**What to produce:**
Turn the lines from the start of the material through the line containing "163 387 L 164", inclusive, into a numbered list, omitting any blank lines.

(Saved data entries)
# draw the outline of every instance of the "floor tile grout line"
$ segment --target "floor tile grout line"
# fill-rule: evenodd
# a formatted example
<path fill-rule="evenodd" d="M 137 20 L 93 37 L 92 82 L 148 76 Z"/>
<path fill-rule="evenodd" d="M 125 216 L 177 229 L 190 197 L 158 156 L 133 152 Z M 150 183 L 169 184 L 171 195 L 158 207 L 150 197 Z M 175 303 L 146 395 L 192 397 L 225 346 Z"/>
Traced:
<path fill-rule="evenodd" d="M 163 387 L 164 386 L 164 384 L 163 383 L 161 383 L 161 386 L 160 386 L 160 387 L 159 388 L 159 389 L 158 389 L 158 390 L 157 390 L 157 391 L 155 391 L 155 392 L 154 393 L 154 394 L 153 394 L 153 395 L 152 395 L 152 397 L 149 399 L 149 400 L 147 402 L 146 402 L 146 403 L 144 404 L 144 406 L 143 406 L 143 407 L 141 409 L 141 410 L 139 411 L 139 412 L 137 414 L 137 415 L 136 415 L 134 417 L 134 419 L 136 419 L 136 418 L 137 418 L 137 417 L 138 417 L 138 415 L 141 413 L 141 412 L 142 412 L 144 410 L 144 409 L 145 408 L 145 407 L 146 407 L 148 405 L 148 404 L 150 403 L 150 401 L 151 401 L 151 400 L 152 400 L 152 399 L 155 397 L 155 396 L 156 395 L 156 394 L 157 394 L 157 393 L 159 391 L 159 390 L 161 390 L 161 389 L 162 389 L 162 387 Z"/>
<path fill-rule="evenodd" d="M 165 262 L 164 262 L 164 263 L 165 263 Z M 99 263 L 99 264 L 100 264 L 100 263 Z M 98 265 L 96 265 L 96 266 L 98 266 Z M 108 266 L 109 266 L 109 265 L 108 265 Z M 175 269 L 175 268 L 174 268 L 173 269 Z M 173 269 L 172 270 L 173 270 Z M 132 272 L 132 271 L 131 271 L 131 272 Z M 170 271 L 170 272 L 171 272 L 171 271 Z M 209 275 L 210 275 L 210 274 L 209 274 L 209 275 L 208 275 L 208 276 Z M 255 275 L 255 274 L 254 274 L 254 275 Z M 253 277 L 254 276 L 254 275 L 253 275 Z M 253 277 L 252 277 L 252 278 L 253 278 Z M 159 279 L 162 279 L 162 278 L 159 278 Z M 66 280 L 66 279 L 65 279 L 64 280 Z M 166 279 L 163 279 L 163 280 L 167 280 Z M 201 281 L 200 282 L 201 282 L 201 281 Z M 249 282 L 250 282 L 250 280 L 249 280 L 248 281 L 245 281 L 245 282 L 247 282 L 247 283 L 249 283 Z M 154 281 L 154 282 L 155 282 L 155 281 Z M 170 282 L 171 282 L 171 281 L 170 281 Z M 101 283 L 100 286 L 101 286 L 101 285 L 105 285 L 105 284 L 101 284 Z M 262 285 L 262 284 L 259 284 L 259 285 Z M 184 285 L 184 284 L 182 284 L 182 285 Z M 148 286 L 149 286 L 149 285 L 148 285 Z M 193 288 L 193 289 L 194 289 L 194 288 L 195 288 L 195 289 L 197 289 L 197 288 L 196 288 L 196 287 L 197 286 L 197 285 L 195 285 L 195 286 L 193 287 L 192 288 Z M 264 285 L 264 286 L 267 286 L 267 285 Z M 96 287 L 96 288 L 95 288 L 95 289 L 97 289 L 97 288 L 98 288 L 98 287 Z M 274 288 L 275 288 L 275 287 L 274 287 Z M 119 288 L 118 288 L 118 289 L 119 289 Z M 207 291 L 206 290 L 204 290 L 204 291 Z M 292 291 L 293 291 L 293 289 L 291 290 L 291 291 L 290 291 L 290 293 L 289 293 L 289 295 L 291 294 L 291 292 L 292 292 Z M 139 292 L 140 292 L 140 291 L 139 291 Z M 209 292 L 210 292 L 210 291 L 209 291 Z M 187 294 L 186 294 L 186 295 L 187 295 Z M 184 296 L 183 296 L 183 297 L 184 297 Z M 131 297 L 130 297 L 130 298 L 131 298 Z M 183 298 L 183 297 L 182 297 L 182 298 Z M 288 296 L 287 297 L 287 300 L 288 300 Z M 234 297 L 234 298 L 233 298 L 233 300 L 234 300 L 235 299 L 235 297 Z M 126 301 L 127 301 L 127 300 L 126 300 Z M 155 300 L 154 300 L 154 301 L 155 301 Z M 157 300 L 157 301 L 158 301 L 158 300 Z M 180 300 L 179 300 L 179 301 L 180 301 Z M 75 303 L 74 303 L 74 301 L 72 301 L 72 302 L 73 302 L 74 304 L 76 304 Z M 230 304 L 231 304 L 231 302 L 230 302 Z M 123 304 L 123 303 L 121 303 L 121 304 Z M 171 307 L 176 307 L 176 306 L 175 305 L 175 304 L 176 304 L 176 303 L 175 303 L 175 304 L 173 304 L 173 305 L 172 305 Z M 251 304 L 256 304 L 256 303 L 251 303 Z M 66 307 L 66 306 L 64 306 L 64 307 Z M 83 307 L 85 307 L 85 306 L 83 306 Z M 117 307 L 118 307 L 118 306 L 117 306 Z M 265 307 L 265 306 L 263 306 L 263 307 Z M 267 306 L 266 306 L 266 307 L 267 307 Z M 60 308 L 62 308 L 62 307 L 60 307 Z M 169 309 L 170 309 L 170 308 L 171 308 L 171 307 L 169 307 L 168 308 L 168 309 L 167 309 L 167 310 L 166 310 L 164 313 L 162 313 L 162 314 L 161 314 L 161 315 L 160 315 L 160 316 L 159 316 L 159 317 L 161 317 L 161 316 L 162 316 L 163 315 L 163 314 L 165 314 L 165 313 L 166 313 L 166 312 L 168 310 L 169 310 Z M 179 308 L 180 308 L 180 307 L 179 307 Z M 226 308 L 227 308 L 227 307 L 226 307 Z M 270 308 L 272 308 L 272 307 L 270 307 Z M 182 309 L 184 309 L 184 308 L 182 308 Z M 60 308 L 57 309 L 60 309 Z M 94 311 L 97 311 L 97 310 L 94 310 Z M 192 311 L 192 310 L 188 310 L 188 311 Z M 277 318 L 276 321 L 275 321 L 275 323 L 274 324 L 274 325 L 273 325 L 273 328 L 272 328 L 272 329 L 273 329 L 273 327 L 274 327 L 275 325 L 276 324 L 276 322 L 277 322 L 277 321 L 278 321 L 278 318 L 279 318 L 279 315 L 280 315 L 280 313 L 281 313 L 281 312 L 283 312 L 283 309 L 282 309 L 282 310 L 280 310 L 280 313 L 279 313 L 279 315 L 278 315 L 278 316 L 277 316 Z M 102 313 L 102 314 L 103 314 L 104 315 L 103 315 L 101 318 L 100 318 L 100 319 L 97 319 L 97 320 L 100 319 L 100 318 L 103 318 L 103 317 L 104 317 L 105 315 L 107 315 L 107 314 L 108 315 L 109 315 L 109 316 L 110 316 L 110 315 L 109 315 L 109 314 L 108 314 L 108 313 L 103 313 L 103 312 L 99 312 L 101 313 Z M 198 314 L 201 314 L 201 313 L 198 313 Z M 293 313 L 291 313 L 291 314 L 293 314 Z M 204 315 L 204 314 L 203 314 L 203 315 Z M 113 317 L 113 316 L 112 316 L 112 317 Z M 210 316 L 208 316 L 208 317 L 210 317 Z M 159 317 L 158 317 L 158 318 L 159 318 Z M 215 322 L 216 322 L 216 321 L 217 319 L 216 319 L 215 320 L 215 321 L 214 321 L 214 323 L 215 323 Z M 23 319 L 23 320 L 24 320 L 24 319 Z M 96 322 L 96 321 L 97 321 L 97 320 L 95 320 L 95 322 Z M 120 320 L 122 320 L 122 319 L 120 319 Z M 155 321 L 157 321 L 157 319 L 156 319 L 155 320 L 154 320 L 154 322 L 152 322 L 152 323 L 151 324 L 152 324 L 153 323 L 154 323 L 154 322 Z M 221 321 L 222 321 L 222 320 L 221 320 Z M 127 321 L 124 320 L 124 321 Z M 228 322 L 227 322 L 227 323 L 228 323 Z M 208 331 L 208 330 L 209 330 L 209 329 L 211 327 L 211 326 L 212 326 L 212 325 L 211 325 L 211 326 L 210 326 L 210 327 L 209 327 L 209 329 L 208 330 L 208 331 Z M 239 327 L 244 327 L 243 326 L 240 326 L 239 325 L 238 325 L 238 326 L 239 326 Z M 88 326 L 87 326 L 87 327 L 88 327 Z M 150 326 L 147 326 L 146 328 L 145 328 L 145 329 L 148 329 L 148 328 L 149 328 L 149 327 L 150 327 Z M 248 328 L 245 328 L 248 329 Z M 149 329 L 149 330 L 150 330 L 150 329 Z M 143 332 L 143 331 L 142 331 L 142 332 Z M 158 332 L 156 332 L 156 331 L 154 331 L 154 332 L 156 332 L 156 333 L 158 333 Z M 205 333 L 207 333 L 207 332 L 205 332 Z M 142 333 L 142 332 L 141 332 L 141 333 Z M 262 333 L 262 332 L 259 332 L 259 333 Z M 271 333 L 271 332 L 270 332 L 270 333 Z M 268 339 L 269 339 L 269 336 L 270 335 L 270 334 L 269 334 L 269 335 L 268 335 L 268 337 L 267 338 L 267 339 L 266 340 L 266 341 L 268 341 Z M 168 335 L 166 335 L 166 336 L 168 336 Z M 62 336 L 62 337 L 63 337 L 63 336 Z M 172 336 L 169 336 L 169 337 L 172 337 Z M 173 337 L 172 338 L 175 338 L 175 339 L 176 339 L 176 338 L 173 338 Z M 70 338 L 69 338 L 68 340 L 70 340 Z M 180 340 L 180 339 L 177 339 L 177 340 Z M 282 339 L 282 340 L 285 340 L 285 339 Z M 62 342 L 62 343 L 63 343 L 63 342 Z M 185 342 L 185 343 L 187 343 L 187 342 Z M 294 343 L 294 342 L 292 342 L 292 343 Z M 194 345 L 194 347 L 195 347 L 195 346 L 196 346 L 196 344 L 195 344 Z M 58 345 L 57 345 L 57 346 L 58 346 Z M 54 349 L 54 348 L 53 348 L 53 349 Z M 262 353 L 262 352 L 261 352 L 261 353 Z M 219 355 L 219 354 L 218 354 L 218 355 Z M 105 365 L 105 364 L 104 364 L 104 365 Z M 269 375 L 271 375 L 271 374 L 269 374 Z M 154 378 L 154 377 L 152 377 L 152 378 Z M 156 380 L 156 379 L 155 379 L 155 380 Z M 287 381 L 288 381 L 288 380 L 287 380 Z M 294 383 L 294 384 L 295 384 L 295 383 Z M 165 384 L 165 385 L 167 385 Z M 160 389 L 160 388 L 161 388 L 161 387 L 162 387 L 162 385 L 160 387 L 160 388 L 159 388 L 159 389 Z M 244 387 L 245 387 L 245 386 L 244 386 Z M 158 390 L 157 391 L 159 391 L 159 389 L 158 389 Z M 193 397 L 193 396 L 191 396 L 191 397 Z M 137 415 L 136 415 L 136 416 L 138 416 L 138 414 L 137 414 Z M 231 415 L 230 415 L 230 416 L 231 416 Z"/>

**Written reply:**
1. # draw the outline of every instance of the "floor tile grout line"
2. $ segment --target "floor tile grout line"
3. # fill-rule: evenodd
4. # a formatted example
5. <path fill-rule="evenodd" d="M 137 20 L 93 37 L 92 82 L 148 76 Z"/>
6. <path fill-rule="evenodd" d="M 125 216 L 177 229 L 190 197 L 158 156 L 133 152 Z M 150 183 L 169 184 L 171 195 L 158 207 L 150 197 Z M 175 303 L 146 395 L 192 397 L 225 346 Z"/>
7. Traced:
8. <path fill-rule="evenodd" d="M 163 387 L 164 386 L 164 384 L 163 383 L 161 383 L 161 386 L 160 386 L 160 387 L 159 388 L 159 389 L 158 389 L 158 390 L 157 390 L 157 391 L 155 391 L 155 392 L 154 393 L 154 394 L 153 394 L 153 395 L 152 395 L 152 397 L 149 399 L 149 400 L 147 402 L 146 402 L 146 403 L 144 404 L 144 406 L 143 406 L 143 407 L 141 409 L 141 410 L 139 411 L 139 412 L 137 414 L 137 415 L 136 415 L 134 417 L 134 419 L 136 419 L 136 418 L 137 418 L 137 417 L 138 417 L 138 415 L 141 413 L 141 412 L 142 412 L 144 410 L 144 409 L 145 408 L 145 407 L 146 407 L 148 405 L 148 404 L 150 403 L 150 401 L 151 401 L 151 400 L 152 400 L 152 399 L 155 397 L 155 396 L 156 395 L 156 394 L 157 394 L 157 393 L 159 391 L 159 390 L 161 390 L 161 389 L 162 389 L 162 387 Z"/>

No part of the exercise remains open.